▶ _Requirement 1_
Reproduce the entire film history course syllabus below, word for word.

▶ _Text extract_

"""

HISTORY OF FILM II 1945 to 2010 Communication Studies 547  9:30-10:45 TR Murphy 314
Prof.Kindem 962-4960  Bingham Hall 315 Office hrs: 11:00-12:00 am TR  kindemg@email.unc.edu

Course Purposes, Goals, and Objectives:
1) To examine significant aesthetic developments in film history from World War II to 2010 by focussing upon individual films, filmmakers, and the emergence of specific national cinema movements; 2) to explore aesthetic, social, economic, and technological factors which stimulated the emergence of these national cinema movements; 3) to consider the connections between the rise of national cinemas, nation states and nationalism in an international context; and 4) to learn how to do research on technological, economic, social, and aesthetic film history.

Required Texts:
Allen, Robert C. and Gomery, Douglas, Film History, Theory and  Practice, MacMillan, 1985.
Cook, David A., A History of Narrative Film, 4th Edition, Norton, 2004.
Kindem, Gorham, ed., The International Movie Industry, SIU Press, 2000.

"""

▶ _Requirement 2_
Report each line of the records below that contains the word "airplane". Matches must have the same capitalization.

▶ _Supplied entries_

"""

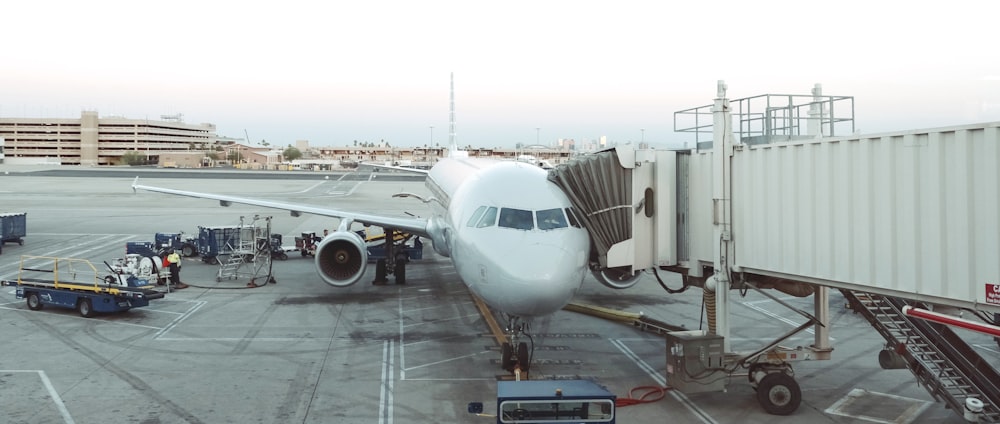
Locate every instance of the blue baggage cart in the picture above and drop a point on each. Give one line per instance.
(13, 226)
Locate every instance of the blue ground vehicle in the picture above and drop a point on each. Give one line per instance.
(75, 284)
(551, 401)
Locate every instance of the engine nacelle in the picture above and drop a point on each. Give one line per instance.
(341, 258)
(617, 278)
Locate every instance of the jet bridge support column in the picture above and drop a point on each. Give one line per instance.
(721, 220)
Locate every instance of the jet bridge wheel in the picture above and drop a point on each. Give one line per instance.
(507, 356)
(778, 393)
(85, 308)
(33, 301)
(522, 356)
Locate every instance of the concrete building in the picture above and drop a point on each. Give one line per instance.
(93, 141)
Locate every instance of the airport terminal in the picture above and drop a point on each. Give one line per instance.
(783, 269)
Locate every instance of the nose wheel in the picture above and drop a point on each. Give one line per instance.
(514, 354)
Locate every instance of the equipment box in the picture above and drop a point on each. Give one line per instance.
(13, 226)
(141, 248)
(695, 362)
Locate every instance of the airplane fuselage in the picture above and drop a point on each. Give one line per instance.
(510, 234)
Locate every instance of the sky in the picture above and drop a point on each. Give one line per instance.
(334, 72)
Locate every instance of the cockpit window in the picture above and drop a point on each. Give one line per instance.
(571, 213)
(489, 218)
(516, 218)
(550, 219)
(475, 216)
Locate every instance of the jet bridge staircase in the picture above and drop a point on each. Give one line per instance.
(950, 369)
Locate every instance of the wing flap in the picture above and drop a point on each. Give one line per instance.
(416, 226)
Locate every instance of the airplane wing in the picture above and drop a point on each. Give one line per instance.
(396, 168)
(416, 226)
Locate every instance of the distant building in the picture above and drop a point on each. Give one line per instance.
(93, 141)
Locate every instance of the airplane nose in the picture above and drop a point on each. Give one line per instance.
(550, 272)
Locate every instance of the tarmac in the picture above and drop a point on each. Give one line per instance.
(300, 351)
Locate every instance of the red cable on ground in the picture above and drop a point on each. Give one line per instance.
(656, 392)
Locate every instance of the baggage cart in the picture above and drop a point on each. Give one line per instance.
(76, 284)
(13, 227)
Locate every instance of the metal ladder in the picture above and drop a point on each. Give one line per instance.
(228, 270)
(933, 368)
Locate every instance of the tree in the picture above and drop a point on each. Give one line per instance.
(291, 153)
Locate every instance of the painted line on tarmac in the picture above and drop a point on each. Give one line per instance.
(385, 400)
(67, 418)
(678, 396)
(179, 319)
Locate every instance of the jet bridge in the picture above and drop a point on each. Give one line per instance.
(778, 191)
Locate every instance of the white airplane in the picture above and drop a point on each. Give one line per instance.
(510, 233)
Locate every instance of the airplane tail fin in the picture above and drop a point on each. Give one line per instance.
(453, 150)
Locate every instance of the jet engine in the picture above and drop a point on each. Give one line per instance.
(617, 278)
(341, 258)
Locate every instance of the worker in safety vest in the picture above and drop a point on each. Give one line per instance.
(175, 269)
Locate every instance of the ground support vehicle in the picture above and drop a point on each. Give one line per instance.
(250, 253)
(221, 241)
(186, 245)
(145, 269)
(551, 401)
(13, 226)
(75, 284)
(306, 244)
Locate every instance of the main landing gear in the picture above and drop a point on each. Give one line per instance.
(394, 262)
(516, 355)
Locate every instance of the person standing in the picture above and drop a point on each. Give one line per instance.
(175, 269)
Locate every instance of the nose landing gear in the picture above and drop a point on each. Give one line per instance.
(515, 355)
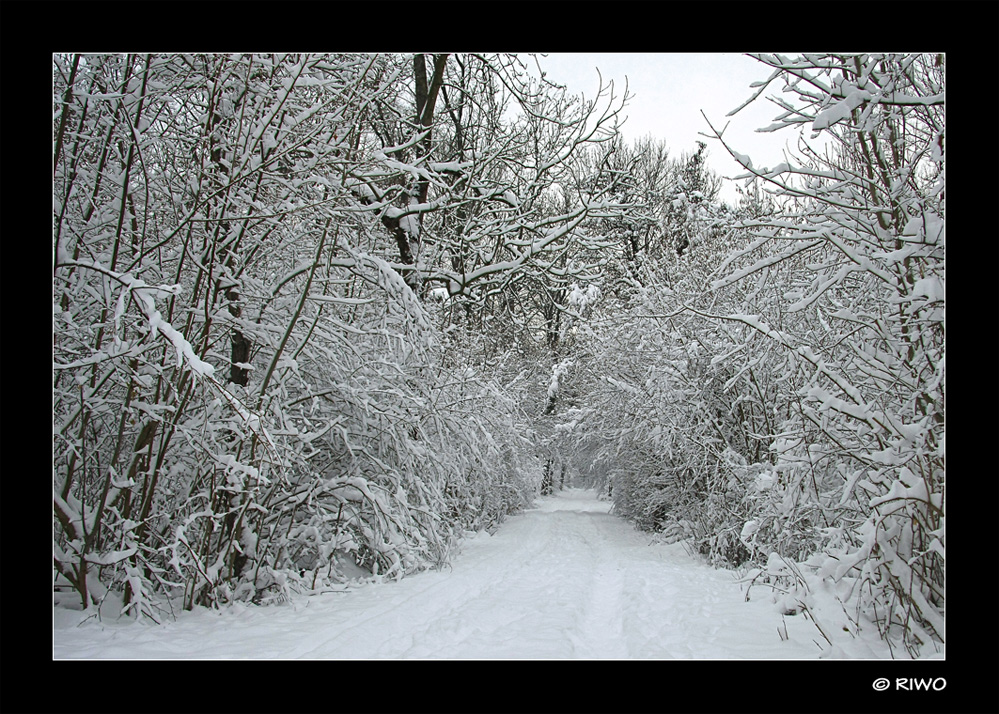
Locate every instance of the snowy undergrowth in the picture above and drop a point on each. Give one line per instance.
(564, 580)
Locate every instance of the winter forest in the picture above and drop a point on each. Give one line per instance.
(317, 316)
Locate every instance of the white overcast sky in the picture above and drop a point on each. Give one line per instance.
(670, 90)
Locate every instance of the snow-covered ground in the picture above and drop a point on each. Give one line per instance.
(566, 580)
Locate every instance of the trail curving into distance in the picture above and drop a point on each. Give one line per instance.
(565, 580)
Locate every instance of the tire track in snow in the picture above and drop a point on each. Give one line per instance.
(564, 580)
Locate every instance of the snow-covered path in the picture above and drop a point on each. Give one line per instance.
(565, 580)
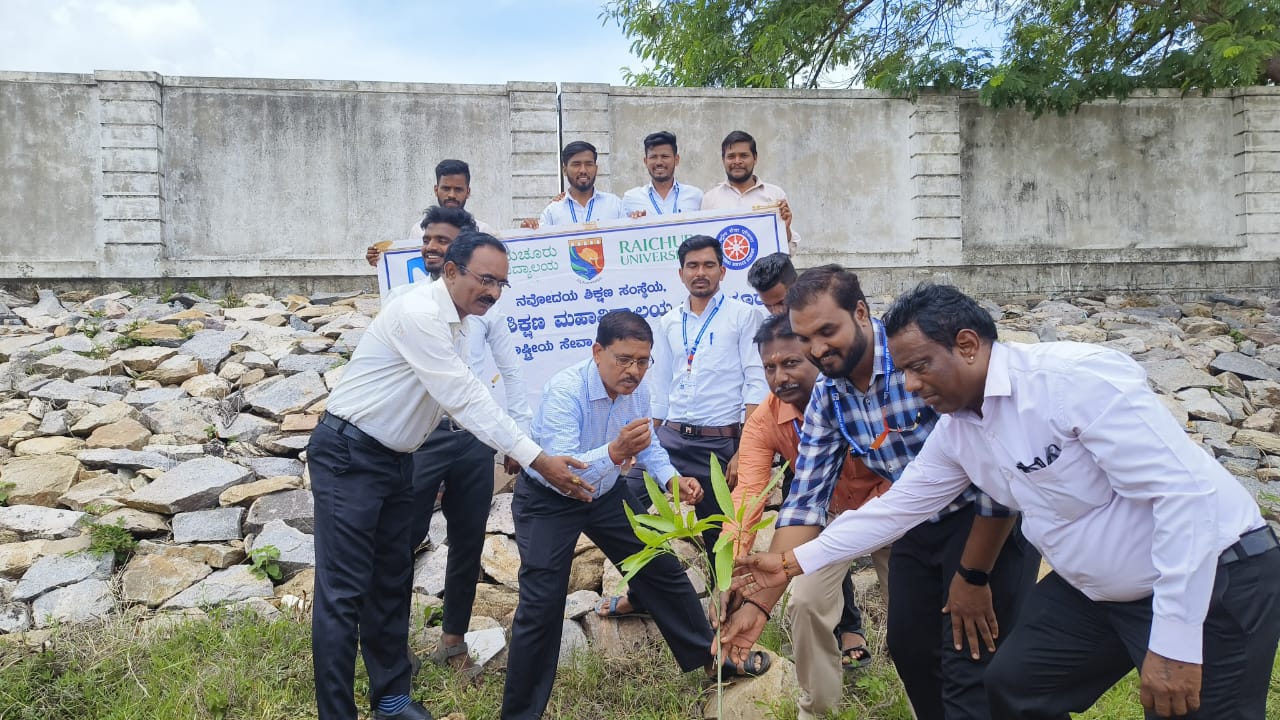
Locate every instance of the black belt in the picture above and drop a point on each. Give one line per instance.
(1251, 543)
(705, 431)
(347, 429)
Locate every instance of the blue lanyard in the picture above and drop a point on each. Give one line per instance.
(572, 212)
(684, 329)
(653, 199)
(835, 396)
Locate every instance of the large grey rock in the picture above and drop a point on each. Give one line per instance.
(81, 602)
(320, 364)
(64, 391)
(58, 570)
(186, 419)
(232, 584)
(1173, 376)
(32, 522)
(39, 479)
(280, 396)
(152, 579)
(295, 507)
(210, 347)
(297, 548)
(126, 459)
(1244, 367)
(429, 572)
(208, 525)
(192, 486)
(273, 466)
(71, 365)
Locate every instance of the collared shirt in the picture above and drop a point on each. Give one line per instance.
(726, 374)
(577, 418)
(406, 372)
(489, 332)
(772, 429)
(680, 199)
(726, 196)
(1124, 506)
(823, 446)
(600, 206)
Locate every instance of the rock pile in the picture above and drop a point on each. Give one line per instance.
(184, 422)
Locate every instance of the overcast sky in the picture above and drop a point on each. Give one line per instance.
(487, 41)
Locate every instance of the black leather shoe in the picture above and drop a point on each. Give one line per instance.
(412, 711)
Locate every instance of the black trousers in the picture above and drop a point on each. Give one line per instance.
(1068, 650)
(364, 510)
(547, 529)
(941, 683)
(691, 458)
(464, 465)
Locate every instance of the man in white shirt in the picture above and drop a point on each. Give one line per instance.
(452, 190)
(453, 459)
(583, 203)
(1161, 557)
(707, 372)
(406, 372)
(741, 188)
(663, 195)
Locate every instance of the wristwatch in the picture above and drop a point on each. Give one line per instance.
(973, 577)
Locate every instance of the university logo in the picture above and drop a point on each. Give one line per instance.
(739, 245)
(586, 258)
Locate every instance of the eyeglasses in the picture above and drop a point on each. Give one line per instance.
(485, 279)
(626, 361)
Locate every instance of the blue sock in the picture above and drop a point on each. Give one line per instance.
(393, 703)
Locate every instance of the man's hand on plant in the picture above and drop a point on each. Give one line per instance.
(558, 470)
(972, 616)
(690, 490)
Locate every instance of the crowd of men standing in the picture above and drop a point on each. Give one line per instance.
(918, 440)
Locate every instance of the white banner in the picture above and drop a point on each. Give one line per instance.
(565, 278)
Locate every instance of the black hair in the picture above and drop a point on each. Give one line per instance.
(771, 270)
(622, 324)
(941, 311)
(462, 246)
(827, 279)
(658, 139)
(775, 327)
(456, 217)
(574, 149)
(453, 168)
(699, 242)
(734, 139)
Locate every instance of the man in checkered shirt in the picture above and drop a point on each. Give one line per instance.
(969, 561)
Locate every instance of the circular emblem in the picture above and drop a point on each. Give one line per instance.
(739, 245)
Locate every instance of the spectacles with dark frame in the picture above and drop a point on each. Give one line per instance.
(485, 279)
(626, 361)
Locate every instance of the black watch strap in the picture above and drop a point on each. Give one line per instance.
(973, 577)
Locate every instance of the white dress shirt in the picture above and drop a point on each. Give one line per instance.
(567, 212)
(406, 372)
(1130, 507)
(726, 374)
(489, 331)
(726, 196)
(680, 199)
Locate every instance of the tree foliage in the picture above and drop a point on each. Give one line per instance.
(1037, 54)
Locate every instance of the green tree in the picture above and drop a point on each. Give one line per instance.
(1051, 54)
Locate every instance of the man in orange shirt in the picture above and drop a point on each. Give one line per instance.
(775, 428)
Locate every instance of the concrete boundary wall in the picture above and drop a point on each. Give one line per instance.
(151, 180)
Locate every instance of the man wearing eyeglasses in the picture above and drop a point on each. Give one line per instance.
(597, 410)
(456, 460)
(406, 372)
(958, 561)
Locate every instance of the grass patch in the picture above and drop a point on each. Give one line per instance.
(240, 666)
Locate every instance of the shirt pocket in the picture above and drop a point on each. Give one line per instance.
(1068, 488)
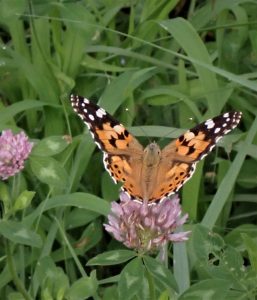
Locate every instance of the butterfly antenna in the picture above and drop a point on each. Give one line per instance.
(141, 128)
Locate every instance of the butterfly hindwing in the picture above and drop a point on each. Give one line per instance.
(180, 156)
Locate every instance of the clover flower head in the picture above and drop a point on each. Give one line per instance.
(143, 227)
(14, 150)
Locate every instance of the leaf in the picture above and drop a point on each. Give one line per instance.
(161, 274)
(49, 171)
(18, 233)
(112, 258)
(50, 146)
(187, 37)
(251, 249)
(210, 289)
(131, 279)
(23, 200)
(80, 200)
(83, 288)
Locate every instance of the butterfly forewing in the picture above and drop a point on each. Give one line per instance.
(122, 152)
(124, 156)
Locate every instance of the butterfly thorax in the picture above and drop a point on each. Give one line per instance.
(152, 155)
(151, 160)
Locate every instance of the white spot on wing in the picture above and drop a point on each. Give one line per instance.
(118, 128)
(209, 124)
(100, 113)
(91, 117)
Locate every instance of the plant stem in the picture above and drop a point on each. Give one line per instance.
(18, 283)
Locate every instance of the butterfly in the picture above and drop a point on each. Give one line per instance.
(150, 174)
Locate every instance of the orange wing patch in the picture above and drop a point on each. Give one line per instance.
(151, 174)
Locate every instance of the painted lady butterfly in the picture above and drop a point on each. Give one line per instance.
(150, 174)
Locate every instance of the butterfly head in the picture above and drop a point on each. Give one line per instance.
(152, 155)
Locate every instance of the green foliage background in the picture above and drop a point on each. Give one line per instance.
(172, 64)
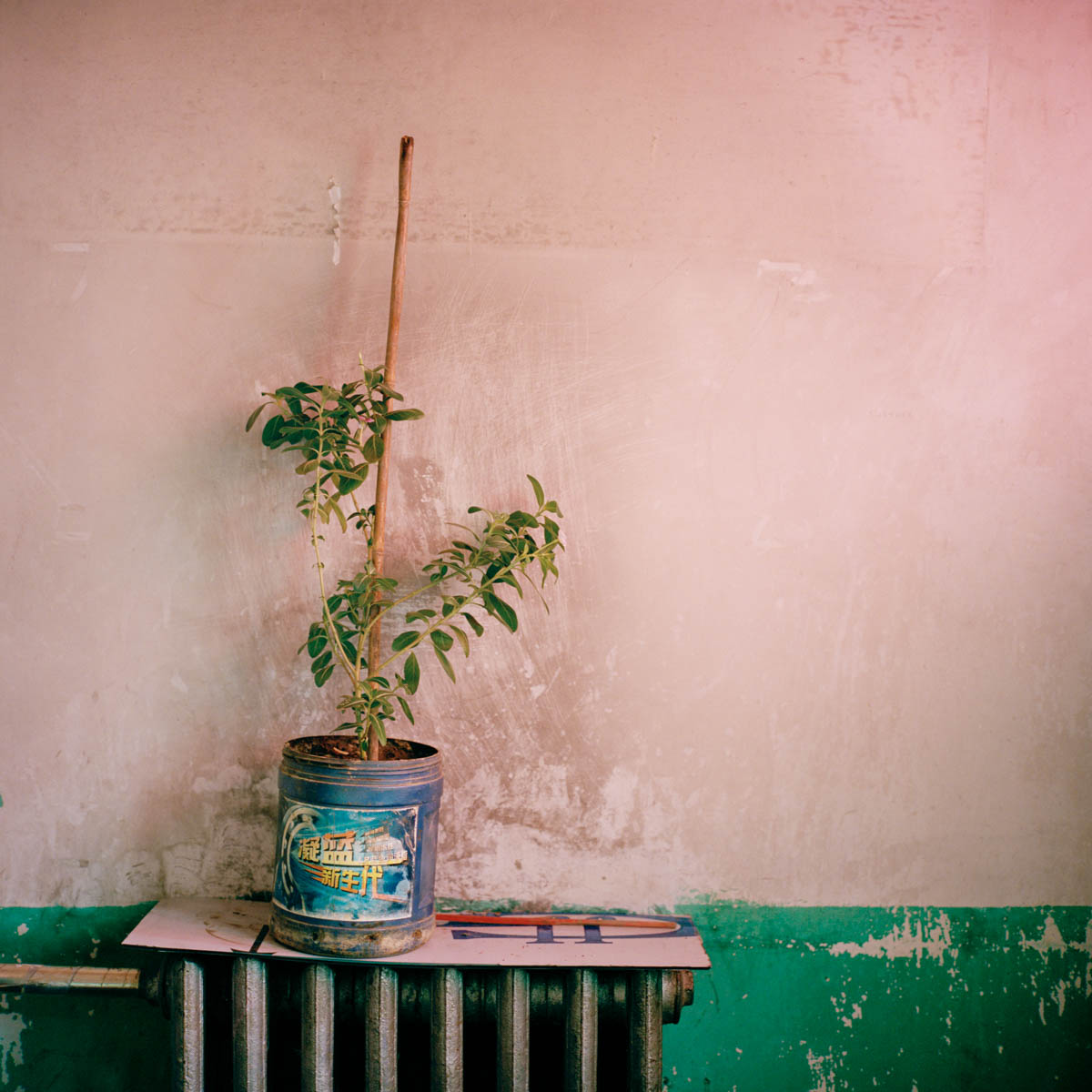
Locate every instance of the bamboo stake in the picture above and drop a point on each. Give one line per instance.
(394, 322)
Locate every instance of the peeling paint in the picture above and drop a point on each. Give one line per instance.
(913, 939)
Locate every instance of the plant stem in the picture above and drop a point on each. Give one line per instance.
(332, 638)
(379, 522)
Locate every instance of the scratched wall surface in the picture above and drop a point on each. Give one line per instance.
(787, 304)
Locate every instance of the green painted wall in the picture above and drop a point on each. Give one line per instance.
(800, 999)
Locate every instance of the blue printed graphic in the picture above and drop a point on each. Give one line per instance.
(347, 864)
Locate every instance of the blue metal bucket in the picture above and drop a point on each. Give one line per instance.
(356, 852)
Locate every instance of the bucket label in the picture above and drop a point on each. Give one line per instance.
(347, 864)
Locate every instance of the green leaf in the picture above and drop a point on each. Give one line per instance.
(462, 638)
(413, 672)
(372, 449)
(271, 434)
(500, 610)
(449, 671)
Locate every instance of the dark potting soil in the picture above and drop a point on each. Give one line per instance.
(347, 747)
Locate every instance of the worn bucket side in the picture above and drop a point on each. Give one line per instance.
(356, 852)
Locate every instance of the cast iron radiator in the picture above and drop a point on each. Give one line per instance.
(247, 1024)
(442, 1029)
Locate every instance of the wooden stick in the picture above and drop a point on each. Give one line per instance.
(393, 323)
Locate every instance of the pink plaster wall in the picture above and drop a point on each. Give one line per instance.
(789, 304)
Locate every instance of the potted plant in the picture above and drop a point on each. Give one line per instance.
(359, 814)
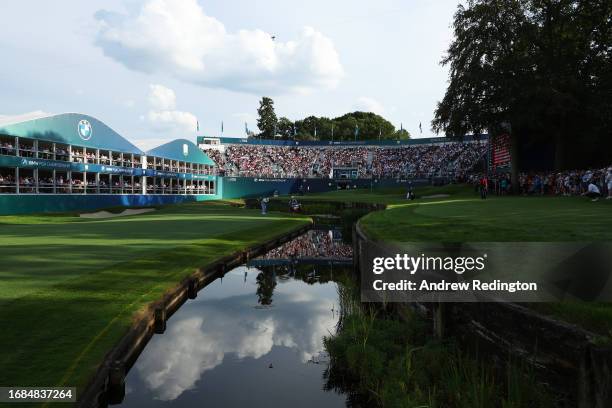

"""

▶ _Task answer 1_
HISTORY OF FILM II 1945 to 2010 Communication Studies 547  9:30-10:45 TR Murphy 314
Prof.Kindem 962-4960  Bingham Hall 315 Office hrs: 11:00-12:00 am TR  kindemg@email.unc.edu

Course Purposes, Goals, and Objectives:
1) To examine significant aesthetic developments in film history from World War II to 2010 by focussing upon individual films, filmmakers, and the emergence of specific national cinema movements; 2) to explore aesthetic, social, economic, and technological factors which stimulated the emergence of these national cinema movements; 3) to consider the connections between the rise of national cinemas, nation states and nationalism in an international context; and 4) to learn how to do research on technological, economic, social, and aesthetic film history.

Required Texts:
Allen, Robert C. and Gomery, Douglas, Film History, Theory and  Practice, MacMillan, 1985.
Cook, David A., A History of Narrative Film, 4th Edition, Norton, 2004.
Kindem, Gorham, ed., The International Movie Industry, SIU Press, 2000.

▶ _Task answer 2_
Locate every instance of the airplane fuselage in the picture above and drop a point on each. Give one line per instance.
Locate every instance of the airplane wing in the picture above and drop a point on each. Give one line per instance.
Locate every instance of the airplane nose in the picture above and drop a point on each. Give one line per instance.
Locate every instance of the white airplane in the picture above and drop a point on each. Give one line per instance.
Locate every instance of the airplane tail fin in the picture above and drop a point on each. Give one line per instance.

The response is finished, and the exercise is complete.